• Required work
• a. Decide whether each statement agrees with the passage about robins, answering yes or no and quoting the deciding words from the passage. (i) The bird heard singing in Washington turned out to be a mockingbird. (ii) Large flocks of robins gather in February. (iii) After frost, the robins eat seeds.
• b. According to the passage about robins, where did the narrator's sister live?
• c. Write the next part of the passage about robins, picking up after its final sentence.

• Document section
One summer, when I visited my sister in southeastern Washington, I heard a mockingbird sing. I didn’t know mockingbirds lived that far north. In fact, I was sure they didn’t. “You don’t have mockingbirds here, do you?” I asked. No, of course not. Finally, I spotted the songster—a robin!

Every winter the robins come to Florida, a happy place to escape from cold and snow. I seldom notice when they arrive. They must meander though North Florida in small numbers, seeking the balmier south. Then come February, large flocks gather on the way back to their summer nesting grounds. That’s when I see them congregate on roadsides and fields, hopping about in search of dainties. The struggle for domination between winter and spring provides a balanced diet. As the sun warms the soil, worms and insects emerge among small green plants seeking a head start on summer growth. The robins feast. Then frost nips these hopes and drives the little creatures back into the ground. Undeterred, the robins dine on seeds left by last year’s weeds and wildflowers.

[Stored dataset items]

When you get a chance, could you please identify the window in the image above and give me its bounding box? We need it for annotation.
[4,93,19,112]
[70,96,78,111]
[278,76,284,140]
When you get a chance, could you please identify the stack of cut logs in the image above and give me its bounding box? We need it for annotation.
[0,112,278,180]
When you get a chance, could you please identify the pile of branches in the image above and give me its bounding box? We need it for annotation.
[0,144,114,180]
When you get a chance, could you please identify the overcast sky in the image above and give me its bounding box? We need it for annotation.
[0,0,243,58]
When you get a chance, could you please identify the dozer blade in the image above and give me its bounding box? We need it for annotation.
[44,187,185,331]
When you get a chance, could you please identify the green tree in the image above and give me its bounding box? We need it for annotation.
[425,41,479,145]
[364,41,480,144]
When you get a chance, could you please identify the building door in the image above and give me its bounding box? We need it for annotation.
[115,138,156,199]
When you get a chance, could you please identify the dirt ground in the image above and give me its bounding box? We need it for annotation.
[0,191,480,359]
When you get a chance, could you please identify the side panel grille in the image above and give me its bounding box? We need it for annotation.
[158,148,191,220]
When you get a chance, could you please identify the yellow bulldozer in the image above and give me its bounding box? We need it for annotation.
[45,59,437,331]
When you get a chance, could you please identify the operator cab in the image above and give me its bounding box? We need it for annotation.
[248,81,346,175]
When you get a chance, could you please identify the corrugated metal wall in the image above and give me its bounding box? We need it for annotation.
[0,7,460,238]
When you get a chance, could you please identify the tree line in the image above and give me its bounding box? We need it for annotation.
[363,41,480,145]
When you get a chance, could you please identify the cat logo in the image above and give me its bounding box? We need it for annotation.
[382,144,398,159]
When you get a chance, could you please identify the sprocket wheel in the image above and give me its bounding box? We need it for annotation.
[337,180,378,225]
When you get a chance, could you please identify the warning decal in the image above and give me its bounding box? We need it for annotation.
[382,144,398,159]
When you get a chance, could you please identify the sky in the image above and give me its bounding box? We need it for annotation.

• Exercise results
• a.
(i) No: "Finally, I spotted the songster—a robin!"
(ii) Yes: "Then come February, large flocks gather on the way back to their summer nesting grounds."
(iii) Yes: "Undeterred, the robins dine on seeds left by last year’s weeds and wildflowers."

• b. In southeastern Washington.

• c.
The birds also assemble in berry-laden trees and shrubs. They swallow the fruit whole, then fly over wooded areas, pooping out seeds which fall to fertile ground to complete the cycle of growth. That is why I have so many beauty-berry bushes in my woods. Unfortunately, robins also gobble up the fruit of camphor trees and pyracantha, both invasive species, and spread them far and wide, so be careful what you plant. No bird will appreciate these fancy foreigners when they crowd out our native plants.

As the robins pass through my neighborhood, the mockingbirds pick up their song and sing it through summer, long after the robins have abandoned us. That’s why I associate the “cheerily carol” with the mockingbird.

Last summer I visited my daughter in Virginia. Sitting on her front porch, enjoying the mountain air, I heard a familiar, “Cheery-up, cheery-o, cheery-up, cheery-o!” A mockingbird? I knew I was within their range this time, but no, again it was a robin.

What a happy place, I thought, to have the music of both mockingbirds and robins.